_Stated exercise 1_
In the scheduler brief below, how many satellite passes per day does the next-quarter plan project?

_Passage shown_
╭──

Module 06 Project — Pass Window Scheduler
Mission Brief
Incident ticket CN-2708-002 Severity: P1 (track-defining) Reporter: Constellation Operations, Pass Coordination Status: Open
The constellation's pass windows are getting denser. Today the system handles roughly 800 satellite passes per day across 48 satellites and 12 ground stations; the next-quarter plan adds 30 more satellites and three more ground stations, projecting 1,400 passes per day. The existing scheduler — a Python script that runs first-fit placement on a single thread with no priority awareness — already drops roughly 4% of pass-window jobs during peak hours. Scaling 75% beyond current load will break the scheduler outright.
You are building the Pass Window Scheduler, a Rust crate that integrates the patterns from this entire module: priority+EDF scheduling discipline (Lesson 1), best-fit multi-dimensional bin-packing with headroom and constraints (Lesson 2), and work stealing across worker threads within the scheduler itself plus task migration when the cluster load becomes imbalanced (Lesson 3).

╰──

_Data provided_
╭──

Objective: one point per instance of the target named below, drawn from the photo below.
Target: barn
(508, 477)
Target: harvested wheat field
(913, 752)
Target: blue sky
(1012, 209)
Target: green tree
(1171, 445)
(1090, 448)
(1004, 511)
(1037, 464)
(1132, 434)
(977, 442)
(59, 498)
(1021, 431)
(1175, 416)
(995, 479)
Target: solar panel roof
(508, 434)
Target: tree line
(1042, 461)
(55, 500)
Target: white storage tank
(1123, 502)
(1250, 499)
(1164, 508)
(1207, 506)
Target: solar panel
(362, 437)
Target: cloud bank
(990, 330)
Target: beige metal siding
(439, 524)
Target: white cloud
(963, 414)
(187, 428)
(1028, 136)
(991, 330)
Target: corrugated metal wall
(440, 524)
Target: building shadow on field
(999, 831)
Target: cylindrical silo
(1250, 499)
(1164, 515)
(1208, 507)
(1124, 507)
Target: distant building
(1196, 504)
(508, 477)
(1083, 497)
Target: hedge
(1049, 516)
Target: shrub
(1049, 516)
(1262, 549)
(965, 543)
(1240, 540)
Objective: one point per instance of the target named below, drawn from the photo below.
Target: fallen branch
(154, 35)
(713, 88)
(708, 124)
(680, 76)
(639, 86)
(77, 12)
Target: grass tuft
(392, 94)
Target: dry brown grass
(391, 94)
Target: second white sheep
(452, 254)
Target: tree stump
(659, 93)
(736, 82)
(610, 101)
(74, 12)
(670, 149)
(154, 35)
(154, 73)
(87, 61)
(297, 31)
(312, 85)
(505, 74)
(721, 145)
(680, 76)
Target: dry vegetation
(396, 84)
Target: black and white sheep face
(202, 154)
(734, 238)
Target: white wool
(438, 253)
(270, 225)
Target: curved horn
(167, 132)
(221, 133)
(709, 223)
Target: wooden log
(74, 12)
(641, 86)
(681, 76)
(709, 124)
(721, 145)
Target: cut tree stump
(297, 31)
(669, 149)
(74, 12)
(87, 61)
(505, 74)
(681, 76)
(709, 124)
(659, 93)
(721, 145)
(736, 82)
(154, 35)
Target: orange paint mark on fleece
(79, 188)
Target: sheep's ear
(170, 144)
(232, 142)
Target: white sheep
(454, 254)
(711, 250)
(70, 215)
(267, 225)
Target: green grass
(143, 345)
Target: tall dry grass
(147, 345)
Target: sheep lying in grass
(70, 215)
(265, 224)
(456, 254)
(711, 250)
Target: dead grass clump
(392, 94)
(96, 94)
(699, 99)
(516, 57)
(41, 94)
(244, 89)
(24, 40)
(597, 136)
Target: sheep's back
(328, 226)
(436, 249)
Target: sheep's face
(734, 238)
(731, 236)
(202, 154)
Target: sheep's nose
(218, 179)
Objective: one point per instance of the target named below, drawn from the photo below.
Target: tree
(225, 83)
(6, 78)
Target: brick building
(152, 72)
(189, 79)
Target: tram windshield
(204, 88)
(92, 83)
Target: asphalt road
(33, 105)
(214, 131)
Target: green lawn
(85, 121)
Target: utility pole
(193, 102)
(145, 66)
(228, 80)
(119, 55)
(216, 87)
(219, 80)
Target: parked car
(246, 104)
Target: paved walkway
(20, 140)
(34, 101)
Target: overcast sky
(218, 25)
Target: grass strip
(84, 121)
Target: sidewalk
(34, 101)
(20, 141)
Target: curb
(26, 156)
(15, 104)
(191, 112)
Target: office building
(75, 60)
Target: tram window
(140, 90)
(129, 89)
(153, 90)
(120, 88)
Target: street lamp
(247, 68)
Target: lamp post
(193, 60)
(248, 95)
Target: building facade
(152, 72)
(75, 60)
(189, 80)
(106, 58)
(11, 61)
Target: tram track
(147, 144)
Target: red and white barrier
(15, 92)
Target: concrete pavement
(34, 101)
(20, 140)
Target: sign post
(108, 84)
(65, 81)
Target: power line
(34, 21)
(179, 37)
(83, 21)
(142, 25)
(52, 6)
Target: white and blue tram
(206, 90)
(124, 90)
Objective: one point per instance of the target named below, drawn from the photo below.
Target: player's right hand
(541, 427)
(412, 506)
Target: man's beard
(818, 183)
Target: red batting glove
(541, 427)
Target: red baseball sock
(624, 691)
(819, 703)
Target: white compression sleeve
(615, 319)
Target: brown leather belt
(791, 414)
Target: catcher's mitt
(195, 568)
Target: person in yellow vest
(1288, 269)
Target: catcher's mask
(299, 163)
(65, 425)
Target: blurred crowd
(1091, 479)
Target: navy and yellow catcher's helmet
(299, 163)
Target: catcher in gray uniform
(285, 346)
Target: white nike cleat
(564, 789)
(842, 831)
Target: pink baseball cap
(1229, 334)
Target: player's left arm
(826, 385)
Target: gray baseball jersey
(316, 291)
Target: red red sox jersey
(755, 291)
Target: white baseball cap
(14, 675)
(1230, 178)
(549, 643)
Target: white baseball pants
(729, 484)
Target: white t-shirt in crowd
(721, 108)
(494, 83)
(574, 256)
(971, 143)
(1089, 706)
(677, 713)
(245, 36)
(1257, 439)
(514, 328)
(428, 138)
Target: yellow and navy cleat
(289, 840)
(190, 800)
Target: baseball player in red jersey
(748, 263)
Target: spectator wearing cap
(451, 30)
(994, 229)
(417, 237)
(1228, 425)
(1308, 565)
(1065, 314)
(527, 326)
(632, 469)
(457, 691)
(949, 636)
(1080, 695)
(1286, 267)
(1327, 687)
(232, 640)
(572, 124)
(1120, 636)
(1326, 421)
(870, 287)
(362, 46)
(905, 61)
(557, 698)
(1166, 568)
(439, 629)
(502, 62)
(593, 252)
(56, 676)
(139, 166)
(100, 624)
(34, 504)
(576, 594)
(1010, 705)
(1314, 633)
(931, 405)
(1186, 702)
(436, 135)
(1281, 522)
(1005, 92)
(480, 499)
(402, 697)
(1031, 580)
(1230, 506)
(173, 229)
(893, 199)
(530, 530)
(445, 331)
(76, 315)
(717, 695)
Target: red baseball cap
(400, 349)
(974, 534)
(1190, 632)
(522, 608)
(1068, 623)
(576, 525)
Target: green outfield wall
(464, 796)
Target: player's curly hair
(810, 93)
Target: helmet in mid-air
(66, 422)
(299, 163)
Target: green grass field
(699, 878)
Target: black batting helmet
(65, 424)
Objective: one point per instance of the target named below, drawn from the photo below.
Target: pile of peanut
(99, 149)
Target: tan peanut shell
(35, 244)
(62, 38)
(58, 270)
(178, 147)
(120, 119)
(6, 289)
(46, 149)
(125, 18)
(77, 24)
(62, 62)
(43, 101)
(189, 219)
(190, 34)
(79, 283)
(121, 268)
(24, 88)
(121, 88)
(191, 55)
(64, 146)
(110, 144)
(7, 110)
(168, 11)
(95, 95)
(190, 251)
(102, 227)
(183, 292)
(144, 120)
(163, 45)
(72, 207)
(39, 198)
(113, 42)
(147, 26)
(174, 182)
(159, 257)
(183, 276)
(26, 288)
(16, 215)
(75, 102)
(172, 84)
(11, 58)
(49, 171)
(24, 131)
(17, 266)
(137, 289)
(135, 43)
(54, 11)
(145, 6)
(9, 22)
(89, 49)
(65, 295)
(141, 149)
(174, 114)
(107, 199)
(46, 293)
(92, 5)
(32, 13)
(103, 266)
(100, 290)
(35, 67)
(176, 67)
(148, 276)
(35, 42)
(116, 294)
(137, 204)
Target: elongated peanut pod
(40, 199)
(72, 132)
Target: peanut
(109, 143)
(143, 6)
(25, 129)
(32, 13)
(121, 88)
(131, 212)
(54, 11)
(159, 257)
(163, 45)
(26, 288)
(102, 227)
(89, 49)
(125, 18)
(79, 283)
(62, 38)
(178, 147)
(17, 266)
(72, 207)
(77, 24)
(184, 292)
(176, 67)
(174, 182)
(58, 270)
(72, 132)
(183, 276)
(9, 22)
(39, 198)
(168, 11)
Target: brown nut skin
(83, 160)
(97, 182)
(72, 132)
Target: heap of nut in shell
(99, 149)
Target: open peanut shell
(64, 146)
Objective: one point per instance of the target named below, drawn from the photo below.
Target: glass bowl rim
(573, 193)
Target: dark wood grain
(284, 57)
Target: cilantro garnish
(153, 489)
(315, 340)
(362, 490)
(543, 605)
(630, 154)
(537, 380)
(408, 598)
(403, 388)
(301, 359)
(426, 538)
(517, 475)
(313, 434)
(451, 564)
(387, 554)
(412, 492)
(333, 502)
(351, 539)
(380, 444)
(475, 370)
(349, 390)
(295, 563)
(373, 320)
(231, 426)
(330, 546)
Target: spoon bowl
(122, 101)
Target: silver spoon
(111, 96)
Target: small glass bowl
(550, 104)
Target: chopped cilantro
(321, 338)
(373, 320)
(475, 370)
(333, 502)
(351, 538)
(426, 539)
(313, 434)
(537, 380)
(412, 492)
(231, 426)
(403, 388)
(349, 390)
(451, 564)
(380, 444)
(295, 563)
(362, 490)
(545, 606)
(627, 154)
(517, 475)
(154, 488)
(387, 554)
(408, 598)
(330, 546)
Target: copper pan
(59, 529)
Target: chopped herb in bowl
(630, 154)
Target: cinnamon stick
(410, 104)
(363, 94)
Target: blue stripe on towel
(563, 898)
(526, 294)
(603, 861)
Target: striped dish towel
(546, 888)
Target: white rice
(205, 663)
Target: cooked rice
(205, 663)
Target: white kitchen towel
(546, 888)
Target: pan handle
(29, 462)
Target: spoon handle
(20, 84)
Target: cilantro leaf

╰──

_Stated exercise 2_
Count the lines in the rows above that contain the string "gray", and reply with only that number.

_Worked answer 1_
1,400 passes per day.

_Worked answer 2_
2